— BEGIN DOCUMENT TEXT —

The main logic is implemented as plain Python functions in hacker_news.py:

pypi_stats.py

def summarize(**kwargs):
    """
    Given the Airflow context is provided to this function, it will extract the XCom hackernews records from its
    upstream tasks and summarise in Markdown.
    """
    ti = kwargs["ti"]
    upstream_task_ids = ti.task.upstream_task_ids  # Get upstream task IDs dynamically
    values = [json.loads(ti.xcom_pull(task_ids=task_id)) for task_id in upstream_task_ids]

    df = pd.DataFrame(values)
    selected_columns = ["title", "url"]
    df = df[selected_columns]
    markdown_output = df.to_markdown(index=False)
    print(markdown_output)
    return markdown_output

Implementation

As a reference, the following workflows run using Airflow 2.10.2 and DAG Factory 0.21.0.

Plain Airflow Python DAG

example_hackernews_plain_airflow.py

from datetime import datetime

from airflow.models.dag import DAG
from airflow.operators.bash_operator import BashOperator
from airflow.operators.python import PythonOperator
from hacker_news import summarize

with DAG(dag_id="example_hackernews_plain_airflow", schedule=None, start_date=datetime(2022, 3, 4)) as dag:

    fetch_top_ten_news = BashOperator(
        task_id="fetch_top_ten_news",
        bash_command="curl -s https://hacker-news.firebaseio.com/v0/topstories.json  | jq -c -r '.[0:10]'",
    )

    fetch_first_top_news = BashOperator(
        task_id="fetch_first_top_news",
        bash_command="""
            echo {{ task_instance.xcom_pull(task_ids='fetch_top_ten_news') }} | jq -c -r '.[0]' |  xargs -I {} curl -s 'https://hacker-news.firebaseio.com/v0/item/{}.json'
        """,
    )

— END DOCUMENT TEXT —
— BEGIN SOURCE MATERIAL —

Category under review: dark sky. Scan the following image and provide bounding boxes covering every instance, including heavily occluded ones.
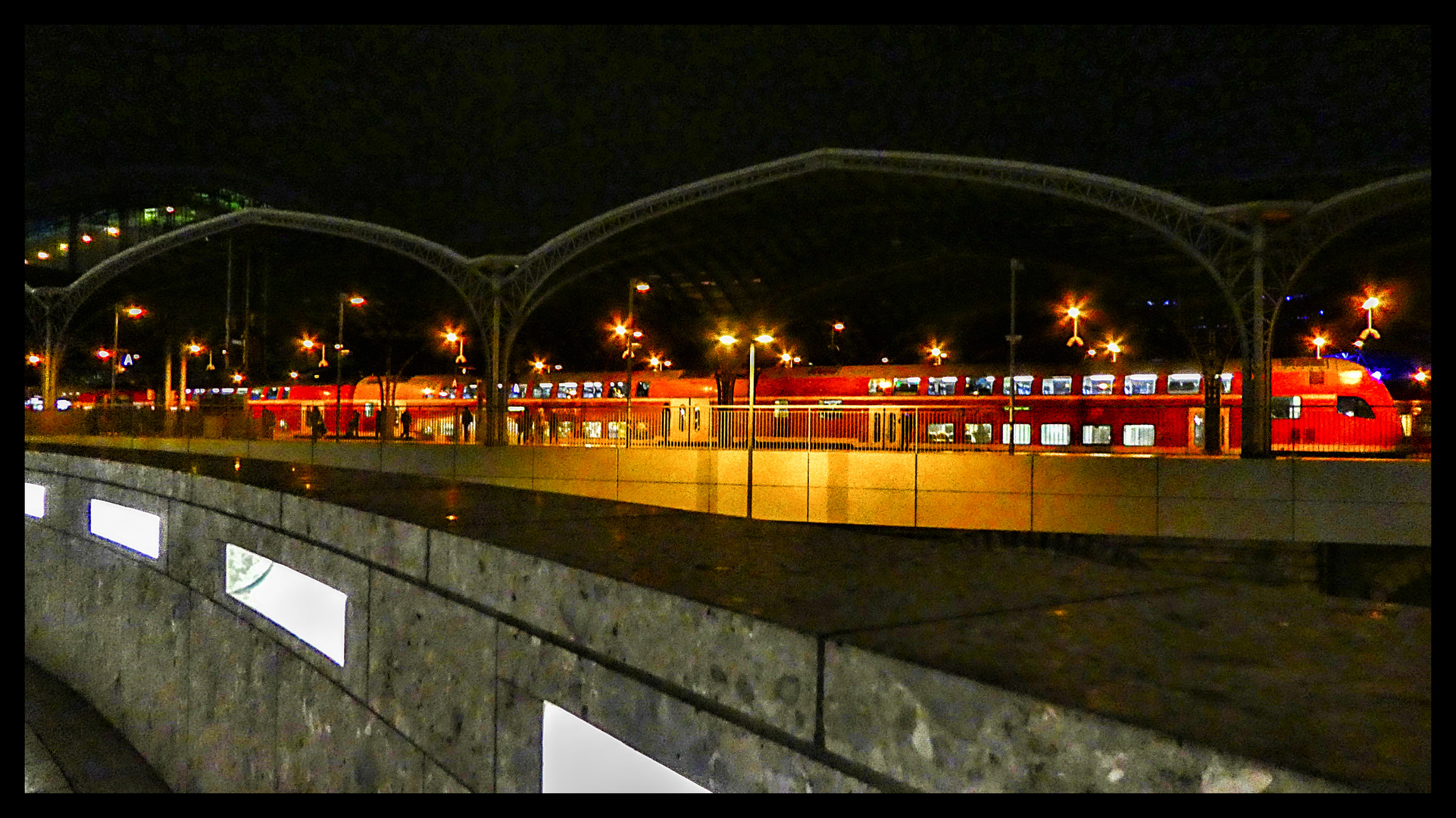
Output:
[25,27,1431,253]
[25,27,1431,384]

— END SOURCE MATERIAL —

REQUIREMENT 1:
Summarize the Airflow text in two sentences.
REQUIREMENT 2:
List every name that the Airflow text's file example_hackernews_plain_airflow.py imports, along with the module each comes from.

CORRECT RESULT 1:
A plain Python function, summarize, pulls Hacker News records from its upstream tasks through XCom, keeps the "title" and "url" columns, and returns them as a Markdown table. In a plain Airflow DAG, run with Airflow 2.10.2 and DAG Factory 0.21.0, two BashOperator tasks fetch the top ten Hacker News story IDs and then the details of the first story.

CORRECT RESULT 2:
- datetime, from datetime
- DAG, from airflow.models.dag
- BashOperator, from airflow.operators.bash_operator
- PythonOperator, from airflow.operators.python
- summarize, from hacker_news